Passage to read:

##########

Many foods like fruits and vegetables are natural sources of vitamins and other nutrients that are essential for good health.
Modern plant breeding is helping make good foods even better by giving them cancer-fighting properties, or the ability to combat growing public health problems like obesity and diabetes.
It’s widely accepted that dark blue and purple fruits and vegetables, such as blueberries and purple cabbage, are great sources of the anthocyanins, the antioxidants we need to stay healthy. These antioxidants are scavengers of free radicals — high energy particles in the human body that can damage cells — meaning that they can help fight inflammation, diabetes and cancer, as well as help with eye cell repair.
A purple tomato, for example, has been developed in the UK to have higher levels of anthocyanins. Although not commercially available yet, this innovation could boost the nutritional value of meals from pasta and pizza to bruschetta and salsa.
University of Florida researchers are developing “blood” limes with purple pulp high in anthocyanins. They’re also developing a blood orange – they normally grow well in Spain and Italy – that can thrive in Florida’s subtropical citrus belt.
Iron deficiency is the most widespread form of malnutrition, says the World Health Organization, and a lack of zinc causes stunted growth. A global research team has developed rice with high levels of iron and zinc that could help global hunger and malnutrition.

##########

Source material:
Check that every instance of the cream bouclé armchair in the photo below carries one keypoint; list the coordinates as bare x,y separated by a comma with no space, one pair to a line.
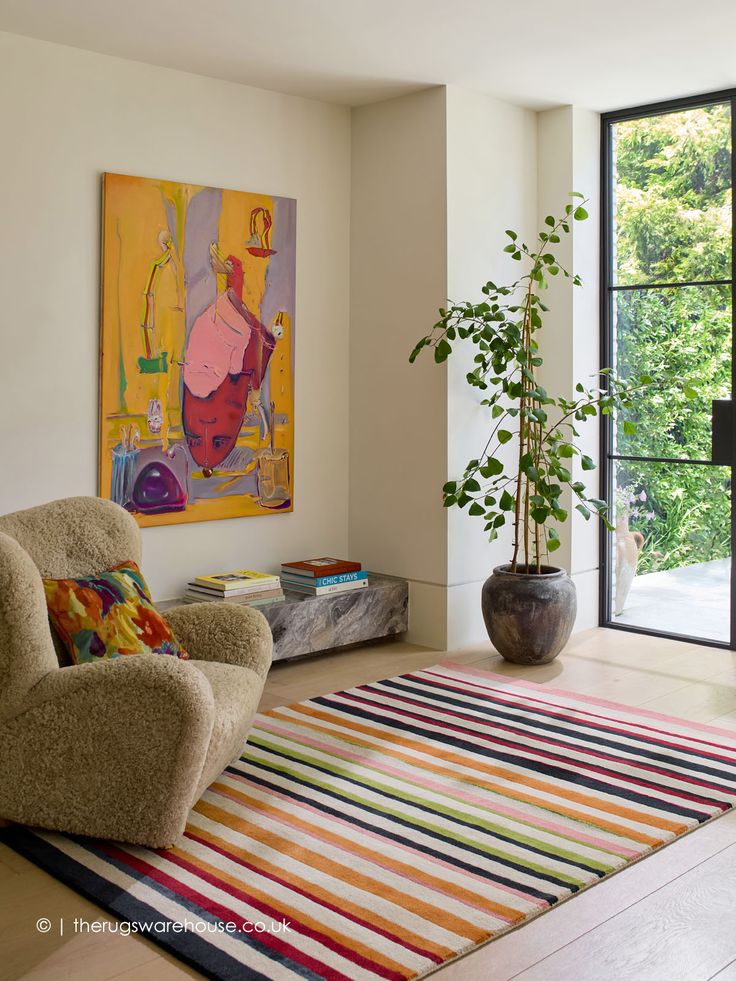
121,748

##########

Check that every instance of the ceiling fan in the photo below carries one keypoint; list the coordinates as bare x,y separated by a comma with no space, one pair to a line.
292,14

##########

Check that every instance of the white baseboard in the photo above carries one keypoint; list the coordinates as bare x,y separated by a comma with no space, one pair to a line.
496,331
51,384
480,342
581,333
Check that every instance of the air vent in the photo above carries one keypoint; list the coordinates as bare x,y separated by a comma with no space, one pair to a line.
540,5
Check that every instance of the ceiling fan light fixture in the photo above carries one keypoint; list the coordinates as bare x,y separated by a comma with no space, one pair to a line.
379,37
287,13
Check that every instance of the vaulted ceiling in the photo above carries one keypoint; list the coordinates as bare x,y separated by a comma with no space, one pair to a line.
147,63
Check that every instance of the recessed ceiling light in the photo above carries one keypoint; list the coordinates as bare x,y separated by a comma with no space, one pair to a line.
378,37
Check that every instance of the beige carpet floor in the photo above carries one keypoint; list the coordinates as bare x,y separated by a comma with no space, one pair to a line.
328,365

##########

Exercise set:
1 – From the passage on plant breeding, list every improved food it says researchers have developed or are developing.
2 – Return the part of the plant breeding passage starting with "Many foods like" and going on through "obesity and diabetes.", copied word for word.

Exercise responses:
1 –
- A purple tomato with higher levels of anthocyanins
- "Blood" limes with purple pulp high in anthocyanins
- A blood orange that can thrive in Florida's subtropical citrus belt
- Rice with high levels of iron and zinc

2 –
Many foods like fruits and vegetables are natural sources of vitamins and other nutrients that are essential for good health.
Modern plant breeding is helping make good foods even better by giving them cancer-fighting properties, or the ability to combat growing public health problems like obesity and diabetes.